Exercise goal >> Could you print every record below exactly as it appears?

-- START OF The input --

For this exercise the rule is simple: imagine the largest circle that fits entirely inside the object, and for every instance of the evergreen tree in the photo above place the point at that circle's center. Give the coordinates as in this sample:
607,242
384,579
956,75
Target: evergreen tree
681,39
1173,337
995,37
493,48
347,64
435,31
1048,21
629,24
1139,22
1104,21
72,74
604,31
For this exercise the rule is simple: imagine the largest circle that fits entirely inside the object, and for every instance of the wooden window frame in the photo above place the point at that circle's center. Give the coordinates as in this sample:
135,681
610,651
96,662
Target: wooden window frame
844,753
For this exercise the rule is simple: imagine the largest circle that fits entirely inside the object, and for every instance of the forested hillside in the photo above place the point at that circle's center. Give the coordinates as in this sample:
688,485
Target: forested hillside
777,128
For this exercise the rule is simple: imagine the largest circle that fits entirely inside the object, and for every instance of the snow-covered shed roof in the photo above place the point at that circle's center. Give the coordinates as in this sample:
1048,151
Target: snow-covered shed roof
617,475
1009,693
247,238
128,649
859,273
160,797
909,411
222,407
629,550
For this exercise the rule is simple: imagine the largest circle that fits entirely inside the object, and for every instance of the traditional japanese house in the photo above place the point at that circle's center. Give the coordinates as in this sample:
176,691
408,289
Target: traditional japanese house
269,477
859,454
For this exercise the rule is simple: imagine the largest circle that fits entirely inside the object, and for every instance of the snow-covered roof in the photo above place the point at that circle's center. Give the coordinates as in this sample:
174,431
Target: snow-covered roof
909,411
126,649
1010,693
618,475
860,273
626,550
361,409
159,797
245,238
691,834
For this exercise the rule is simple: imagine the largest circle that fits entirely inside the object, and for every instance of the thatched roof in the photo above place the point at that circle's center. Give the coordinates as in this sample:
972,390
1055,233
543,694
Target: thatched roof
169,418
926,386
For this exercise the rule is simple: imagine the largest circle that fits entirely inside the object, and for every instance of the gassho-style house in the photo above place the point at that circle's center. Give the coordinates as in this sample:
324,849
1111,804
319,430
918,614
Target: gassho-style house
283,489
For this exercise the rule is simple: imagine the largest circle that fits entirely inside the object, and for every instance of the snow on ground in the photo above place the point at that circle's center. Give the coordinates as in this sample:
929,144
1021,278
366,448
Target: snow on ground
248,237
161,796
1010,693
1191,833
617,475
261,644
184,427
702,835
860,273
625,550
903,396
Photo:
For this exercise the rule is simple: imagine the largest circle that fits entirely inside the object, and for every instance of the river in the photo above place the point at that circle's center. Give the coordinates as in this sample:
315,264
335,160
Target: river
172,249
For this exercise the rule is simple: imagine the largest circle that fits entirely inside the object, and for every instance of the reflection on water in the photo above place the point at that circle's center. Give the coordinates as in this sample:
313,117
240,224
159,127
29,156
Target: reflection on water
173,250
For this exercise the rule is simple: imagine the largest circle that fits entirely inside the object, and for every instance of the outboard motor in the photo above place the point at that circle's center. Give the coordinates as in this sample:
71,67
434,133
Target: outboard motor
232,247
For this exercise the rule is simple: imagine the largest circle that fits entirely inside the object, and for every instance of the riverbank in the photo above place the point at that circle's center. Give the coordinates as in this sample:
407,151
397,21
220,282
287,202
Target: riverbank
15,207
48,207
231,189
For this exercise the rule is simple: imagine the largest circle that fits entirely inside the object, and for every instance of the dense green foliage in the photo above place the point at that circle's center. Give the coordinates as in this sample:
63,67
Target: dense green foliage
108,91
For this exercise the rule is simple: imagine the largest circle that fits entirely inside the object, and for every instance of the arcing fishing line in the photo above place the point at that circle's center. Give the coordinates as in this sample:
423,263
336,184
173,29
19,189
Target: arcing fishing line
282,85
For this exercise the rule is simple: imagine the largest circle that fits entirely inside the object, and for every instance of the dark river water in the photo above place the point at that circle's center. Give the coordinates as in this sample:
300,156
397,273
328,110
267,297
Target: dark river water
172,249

-- END OF The input --

Response to the exercise >>
For this exercise the rule is simple: imagine the largest circle that fits entirely inside the object, and for every instance of the evergreen tree in the photo above place the point at that circle's center. Give the coordinates as in this sample:
607,242
384,579
956,75
Target: evergreen tree
681,39
1173,337
995,37
493,48
347,64
435,31
1048,21
629,24
1139,22
1104,21
72,74
604,31
For this exercise the rule is simple: imagine the largest circle that fits entirely inside the object, and for every instance of the wooden window frame in the photo above place the point at that circle's center. Give the coordinates as in this sample:
135,681
610,651
96,662
Target: wooden window frame
844,753
For this exercise the rule is simple: imagine the largest circle that fits entirely inside the object, and for every instance of the forested hillside in the photo above place the point at that circle's center. Give the coordinates as in this sample:
688,485
Target: forested hillside
777,128
For this exercise the rule is simple: imagine the largest circle that fits entirely inside the object, and for every instance of the snow-covered shed roof in the photo above place the point at that circle's center. Give the coordinates as in this sample:
1048,151
Target: snow-covered shed roof
617,475
1009,693
247,238
128,649
859,273
160,797
909,411
222,407
629,550
For this exercise the rule is simple: imagine the largest circle that fits entirely inside the object, and for every instance of the traditional japanese house in the photo above place the point at that circle's center. Give the coordinates as in this sample:
176,691
408,289
Target: traditional japanese house
269,477
859,454
For this exercise the rule is simple: imagine the largest circle that fits entirely inside the object, and for every instance of the snow-covered roof in the photo above place the point at that circle's center. Give the coordinates as in this sample:
174,431
Target: snow-covered roof
909,411
126,649
1010,693
618,475
860,273
626,550
361,409
159,797
245,238
691,834
For this exercise the rule is simple: imagine the largest circle that fits entirely inside the object, and for every instance of the thatched roof in the photo above place the point at that circle's center. Give the coordinates as in this sample:
972,390
1055,233
543,694
Target: thatched roof
169,418
926,386
For this exercise the rule is simple: imagine the largest circle that fits entirely inside the object, and for every instance of the gassho-style house in the photo above place the point at that circle's center. Give the coordinates as in this sample:
324,849
1111,804
319,430
918,614
Target: gassho-style house
283,489
For this exercise the rule is simple: imagine the largest circle that fits entirely inside the object, and for every instance of the snow on ground in the photo above place the point at that circle's center. Give the coordinates as in this sample:
929,144
1021,278
366,448
Target: snow on ground
248,237
161,796
1010,693
1191,833
617,475
261,644
184,427
702,835
860,273
625,550
903,396
Photo:
For this exercise the rule is simple: imagine the largest circle that fits entirely inside the object, and for every instance of the river in the photo above place the point at that circle's center. Give the coordinates as in this sample:
315,264
335,160
Target: river
172,249
For this exercise the rule is simple: imagine the largest circle that fits entirely inside the object, and for every instance of the reflection on water in the photo above place the point at that circle's center. Give the coordinates as in this sample:
313,117
240,224
159,127
29,156
Target: reflection on water
173,250
For this exercise the rule is simple: imagine the largest circle that fits entirely inside the object, and for every instance of the outboard motor in the photo above place the point at that circle's center. Give the coordinates as in this sample:
71,67
434,133
Target: outboard motor
232,247
For this exercise the rule is simple: imagine the largest circle that fits entirely inside the object, and for every instance of the riverbank in the photo above place the point at that circle's center. Give the coordinates as in this sample:
407,151
397,21
220,282
287,202
Target: riverbank
15,207
48,207
231,189
For this exercise the rule is simple: imagine the largest circle that fits entirely inside the object, and for every instance of the dense green foliage in the photo above place the point at that circle's center. Give the coordinates as in this sample:
63,67
Target: dense green foliage
108,91
For this exercise the rule is simple: imagine the largest circle that fits entirely inside the object, and for every instance of the arcing fishing line in the photo above place the point at that circle's center. Give the coordinates as in this sample:
423,263
336,184
173,29
19,189
Target: arcing fishing line
282,85
For this exercise the rule is simple: imagine the largest circle that fits entirely inside the object, and for every instance of the dark river water in the photo above place the point at that circle's center. Give the coordinates as in this sample:
300,156
397,273
328,110
267,297
Target: dark river water
172,249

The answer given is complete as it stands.